MONICA HERNDON   |   Times The Chicago style hotdog includes mustard, relish, celery salt, freshly chopped onions, tomatoes, kosher pickle and sport peppers on a poppy seed bun, photographed on Thursday November 3, 2016 at Portillo\u2019s in Brandon. The Brandon restaurant is the first location in Florida for the chain that originated in Chicago.
MONICA HERNDON | Times The Chicago style hotdog includes mustard, relish, celery salt, freshly chopped onions, tomatoes, kosher pickle and sport peppers on a poppy seed bun, photographed on Thursday November 3, 2016 at Portillo\u2019s in Brandon. The Brandon restaurant is the first location in Florida for the chain that originated in Chicago.
Published July 18, 2018

Monday, July 23, is National Hot Dog Day. I don't know precisely why, but I think some major lobbying from the sausage board was involved. It's baseball season, it's barbecue season, it's I-don't-feel-like-cooking season. Those are plenty of reasons. So here's where to get the good ones in Tampa Bay.

Portillo's

1748 W Brandon Blvd., Brandon. (813) 210-8190. 2102 E Fowler Ave., Tampa. (813) 540-9001. portillos.com.

### TASK GOAL
According to the hot dog article above, on what day does National Hot Dog Day fall?

### SUPPLIED INFORMATION
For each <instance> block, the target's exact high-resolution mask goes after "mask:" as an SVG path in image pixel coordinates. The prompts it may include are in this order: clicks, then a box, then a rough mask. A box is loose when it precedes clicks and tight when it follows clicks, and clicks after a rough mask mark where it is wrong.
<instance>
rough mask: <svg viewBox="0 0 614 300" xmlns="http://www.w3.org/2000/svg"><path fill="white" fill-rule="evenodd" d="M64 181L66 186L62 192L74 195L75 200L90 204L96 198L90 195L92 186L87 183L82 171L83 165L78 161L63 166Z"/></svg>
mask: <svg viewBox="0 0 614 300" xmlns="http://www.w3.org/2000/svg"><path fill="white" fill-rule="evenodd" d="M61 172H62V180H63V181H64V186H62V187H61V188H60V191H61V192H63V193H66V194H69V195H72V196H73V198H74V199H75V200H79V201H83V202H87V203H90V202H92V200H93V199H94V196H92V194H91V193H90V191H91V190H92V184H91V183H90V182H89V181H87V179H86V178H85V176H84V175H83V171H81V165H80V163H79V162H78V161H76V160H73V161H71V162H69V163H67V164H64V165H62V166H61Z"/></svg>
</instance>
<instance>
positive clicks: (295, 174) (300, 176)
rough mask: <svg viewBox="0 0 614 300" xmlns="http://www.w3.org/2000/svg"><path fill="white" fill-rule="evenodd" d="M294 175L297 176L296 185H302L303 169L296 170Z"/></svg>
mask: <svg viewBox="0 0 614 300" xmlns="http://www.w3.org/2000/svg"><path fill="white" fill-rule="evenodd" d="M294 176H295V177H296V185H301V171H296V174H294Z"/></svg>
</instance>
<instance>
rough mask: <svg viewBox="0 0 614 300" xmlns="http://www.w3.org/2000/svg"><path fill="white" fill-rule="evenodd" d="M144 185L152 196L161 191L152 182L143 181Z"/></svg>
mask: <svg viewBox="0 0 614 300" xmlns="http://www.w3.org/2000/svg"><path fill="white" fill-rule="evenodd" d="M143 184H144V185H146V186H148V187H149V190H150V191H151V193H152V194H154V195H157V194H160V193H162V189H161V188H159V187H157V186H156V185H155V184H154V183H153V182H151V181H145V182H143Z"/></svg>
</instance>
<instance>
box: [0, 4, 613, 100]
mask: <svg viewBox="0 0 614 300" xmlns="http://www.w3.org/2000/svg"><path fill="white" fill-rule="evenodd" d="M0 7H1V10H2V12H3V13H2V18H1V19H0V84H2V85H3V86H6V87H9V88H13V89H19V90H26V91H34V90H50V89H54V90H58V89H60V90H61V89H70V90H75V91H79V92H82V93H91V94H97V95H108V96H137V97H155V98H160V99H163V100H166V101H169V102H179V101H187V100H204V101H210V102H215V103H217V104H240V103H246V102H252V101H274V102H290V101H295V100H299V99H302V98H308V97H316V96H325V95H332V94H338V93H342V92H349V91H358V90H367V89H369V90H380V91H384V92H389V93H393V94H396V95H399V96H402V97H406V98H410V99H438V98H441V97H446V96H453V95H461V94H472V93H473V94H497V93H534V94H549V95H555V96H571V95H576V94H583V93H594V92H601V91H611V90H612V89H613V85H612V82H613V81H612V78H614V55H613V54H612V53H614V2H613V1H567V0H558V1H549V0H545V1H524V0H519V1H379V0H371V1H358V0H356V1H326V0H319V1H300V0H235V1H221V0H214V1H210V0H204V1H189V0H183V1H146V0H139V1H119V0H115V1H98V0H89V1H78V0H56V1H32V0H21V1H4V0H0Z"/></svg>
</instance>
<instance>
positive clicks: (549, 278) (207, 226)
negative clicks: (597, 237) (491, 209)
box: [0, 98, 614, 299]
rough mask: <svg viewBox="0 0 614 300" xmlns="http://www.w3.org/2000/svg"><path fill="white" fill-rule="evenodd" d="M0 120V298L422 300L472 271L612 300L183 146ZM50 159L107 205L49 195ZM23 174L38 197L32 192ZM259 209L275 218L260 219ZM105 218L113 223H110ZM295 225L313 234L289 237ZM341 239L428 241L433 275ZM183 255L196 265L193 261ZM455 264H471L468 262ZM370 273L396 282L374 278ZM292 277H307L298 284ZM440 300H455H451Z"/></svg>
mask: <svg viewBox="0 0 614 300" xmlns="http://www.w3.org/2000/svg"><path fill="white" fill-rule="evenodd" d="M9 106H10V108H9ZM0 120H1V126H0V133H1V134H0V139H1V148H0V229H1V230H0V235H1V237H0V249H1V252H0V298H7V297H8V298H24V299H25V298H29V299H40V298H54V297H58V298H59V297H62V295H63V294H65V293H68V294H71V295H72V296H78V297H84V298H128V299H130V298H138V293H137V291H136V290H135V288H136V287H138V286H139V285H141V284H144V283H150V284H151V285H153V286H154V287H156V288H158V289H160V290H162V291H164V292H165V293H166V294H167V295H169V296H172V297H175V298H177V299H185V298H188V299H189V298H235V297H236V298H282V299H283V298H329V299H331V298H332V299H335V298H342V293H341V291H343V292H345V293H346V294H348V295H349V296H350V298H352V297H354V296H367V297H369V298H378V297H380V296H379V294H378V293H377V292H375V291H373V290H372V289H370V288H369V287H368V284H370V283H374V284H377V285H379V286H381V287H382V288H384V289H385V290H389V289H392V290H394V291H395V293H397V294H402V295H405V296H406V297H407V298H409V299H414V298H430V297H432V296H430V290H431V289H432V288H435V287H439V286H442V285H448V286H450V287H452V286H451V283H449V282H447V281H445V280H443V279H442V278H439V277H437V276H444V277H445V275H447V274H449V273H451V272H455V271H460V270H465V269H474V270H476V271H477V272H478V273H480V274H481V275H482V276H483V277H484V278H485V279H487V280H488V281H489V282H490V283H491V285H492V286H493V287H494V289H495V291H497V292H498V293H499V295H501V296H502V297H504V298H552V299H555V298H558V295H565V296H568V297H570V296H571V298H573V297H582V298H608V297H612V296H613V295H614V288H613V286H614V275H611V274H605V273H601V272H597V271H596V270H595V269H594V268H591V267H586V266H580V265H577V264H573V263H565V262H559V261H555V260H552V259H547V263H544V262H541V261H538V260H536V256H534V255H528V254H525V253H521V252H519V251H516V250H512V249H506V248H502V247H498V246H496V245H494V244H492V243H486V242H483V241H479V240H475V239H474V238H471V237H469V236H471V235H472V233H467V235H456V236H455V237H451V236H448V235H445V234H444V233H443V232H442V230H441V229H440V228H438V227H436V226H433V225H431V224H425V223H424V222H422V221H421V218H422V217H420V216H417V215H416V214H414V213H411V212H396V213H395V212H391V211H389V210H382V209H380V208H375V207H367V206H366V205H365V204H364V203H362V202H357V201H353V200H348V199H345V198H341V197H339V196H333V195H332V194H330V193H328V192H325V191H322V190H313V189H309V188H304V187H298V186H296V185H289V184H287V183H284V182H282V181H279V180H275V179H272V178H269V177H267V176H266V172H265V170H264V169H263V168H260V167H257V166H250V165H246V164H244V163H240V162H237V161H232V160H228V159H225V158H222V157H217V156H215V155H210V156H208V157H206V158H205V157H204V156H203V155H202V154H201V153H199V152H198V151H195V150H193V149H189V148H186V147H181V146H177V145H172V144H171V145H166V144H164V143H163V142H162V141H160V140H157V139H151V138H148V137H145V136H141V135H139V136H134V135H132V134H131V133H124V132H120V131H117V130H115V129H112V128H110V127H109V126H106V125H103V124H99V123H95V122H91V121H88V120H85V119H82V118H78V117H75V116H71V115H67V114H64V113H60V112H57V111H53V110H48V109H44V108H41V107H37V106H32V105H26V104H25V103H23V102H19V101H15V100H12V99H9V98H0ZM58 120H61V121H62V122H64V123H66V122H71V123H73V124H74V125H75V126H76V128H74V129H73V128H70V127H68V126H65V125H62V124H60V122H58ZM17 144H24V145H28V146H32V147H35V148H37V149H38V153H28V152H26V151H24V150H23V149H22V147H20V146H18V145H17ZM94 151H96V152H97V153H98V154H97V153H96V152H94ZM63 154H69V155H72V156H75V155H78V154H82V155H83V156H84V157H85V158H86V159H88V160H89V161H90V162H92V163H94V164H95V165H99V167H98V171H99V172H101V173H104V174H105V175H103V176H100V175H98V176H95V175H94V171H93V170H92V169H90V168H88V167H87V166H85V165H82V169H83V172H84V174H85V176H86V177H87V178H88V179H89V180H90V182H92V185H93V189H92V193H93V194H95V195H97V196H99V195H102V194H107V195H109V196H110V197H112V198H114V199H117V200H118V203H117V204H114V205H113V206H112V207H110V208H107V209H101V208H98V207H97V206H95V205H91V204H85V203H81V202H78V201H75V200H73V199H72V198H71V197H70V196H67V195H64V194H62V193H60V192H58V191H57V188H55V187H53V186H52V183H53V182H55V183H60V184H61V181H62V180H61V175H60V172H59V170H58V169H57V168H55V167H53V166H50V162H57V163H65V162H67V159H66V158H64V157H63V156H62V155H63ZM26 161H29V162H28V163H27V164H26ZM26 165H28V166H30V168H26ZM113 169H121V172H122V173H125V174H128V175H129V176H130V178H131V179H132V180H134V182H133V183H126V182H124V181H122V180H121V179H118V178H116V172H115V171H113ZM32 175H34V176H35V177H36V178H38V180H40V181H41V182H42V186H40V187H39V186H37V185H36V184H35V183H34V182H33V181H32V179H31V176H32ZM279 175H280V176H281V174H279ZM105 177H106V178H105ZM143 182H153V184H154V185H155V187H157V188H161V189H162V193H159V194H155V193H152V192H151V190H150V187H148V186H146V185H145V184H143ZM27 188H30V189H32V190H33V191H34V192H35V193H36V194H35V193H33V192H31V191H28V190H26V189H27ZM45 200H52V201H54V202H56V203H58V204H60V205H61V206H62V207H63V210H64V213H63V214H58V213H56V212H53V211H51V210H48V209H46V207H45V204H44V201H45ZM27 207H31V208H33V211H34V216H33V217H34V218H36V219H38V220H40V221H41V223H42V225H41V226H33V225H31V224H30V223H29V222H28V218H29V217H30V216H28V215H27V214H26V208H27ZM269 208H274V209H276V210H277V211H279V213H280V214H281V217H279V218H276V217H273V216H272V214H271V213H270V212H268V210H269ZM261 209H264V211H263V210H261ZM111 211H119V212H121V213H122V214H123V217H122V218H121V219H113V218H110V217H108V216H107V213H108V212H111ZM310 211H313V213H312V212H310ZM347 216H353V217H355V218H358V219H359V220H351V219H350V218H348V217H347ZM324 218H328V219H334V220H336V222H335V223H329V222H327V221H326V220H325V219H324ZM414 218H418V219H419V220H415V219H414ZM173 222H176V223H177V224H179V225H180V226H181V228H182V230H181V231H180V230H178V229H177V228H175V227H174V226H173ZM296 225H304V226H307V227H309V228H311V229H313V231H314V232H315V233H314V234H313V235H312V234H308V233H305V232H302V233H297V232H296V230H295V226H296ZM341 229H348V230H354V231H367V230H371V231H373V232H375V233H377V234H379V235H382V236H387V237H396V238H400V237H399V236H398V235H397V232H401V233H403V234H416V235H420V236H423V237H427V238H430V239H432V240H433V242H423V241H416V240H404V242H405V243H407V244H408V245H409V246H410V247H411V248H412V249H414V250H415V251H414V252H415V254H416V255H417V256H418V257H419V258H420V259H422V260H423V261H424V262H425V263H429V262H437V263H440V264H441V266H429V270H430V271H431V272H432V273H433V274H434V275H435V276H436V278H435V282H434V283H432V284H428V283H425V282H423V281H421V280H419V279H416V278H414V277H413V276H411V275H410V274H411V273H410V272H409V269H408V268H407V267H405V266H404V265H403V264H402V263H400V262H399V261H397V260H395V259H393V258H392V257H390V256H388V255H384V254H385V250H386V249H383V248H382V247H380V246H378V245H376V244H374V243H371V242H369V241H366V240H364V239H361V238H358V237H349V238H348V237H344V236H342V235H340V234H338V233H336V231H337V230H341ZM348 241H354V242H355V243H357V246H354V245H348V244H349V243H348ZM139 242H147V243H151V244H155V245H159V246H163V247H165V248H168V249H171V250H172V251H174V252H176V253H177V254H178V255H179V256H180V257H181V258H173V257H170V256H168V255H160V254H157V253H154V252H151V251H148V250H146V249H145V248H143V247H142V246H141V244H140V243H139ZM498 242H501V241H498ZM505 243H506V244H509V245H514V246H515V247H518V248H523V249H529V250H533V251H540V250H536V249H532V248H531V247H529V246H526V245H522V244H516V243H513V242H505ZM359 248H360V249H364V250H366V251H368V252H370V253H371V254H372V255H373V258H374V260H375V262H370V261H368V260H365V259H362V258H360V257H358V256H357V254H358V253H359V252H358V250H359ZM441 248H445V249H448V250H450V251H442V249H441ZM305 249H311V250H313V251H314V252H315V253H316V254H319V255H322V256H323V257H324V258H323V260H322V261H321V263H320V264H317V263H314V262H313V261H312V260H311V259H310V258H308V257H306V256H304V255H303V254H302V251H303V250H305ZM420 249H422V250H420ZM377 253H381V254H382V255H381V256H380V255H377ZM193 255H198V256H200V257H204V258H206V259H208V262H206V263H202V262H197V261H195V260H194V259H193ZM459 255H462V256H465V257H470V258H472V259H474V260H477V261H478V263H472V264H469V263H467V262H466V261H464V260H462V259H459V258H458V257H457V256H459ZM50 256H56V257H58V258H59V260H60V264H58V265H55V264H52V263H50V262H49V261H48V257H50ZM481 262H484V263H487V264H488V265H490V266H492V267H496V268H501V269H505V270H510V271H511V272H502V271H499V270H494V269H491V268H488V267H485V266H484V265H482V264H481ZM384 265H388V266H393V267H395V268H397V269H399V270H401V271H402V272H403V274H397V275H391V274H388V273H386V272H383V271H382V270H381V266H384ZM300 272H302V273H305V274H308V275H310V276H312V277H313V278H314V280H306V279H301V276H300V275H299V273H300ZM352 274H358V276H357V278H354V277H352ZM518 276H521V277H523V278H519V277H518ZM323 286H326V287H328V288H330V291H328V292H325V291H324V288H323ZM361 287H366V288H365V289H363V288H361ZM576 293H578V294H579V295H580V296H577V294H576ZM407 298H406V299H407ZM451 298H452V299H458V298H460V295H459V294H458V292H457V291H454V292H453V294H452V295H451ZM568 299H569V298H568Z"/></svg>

### EXERCISE ANSWER
Monday, July 23.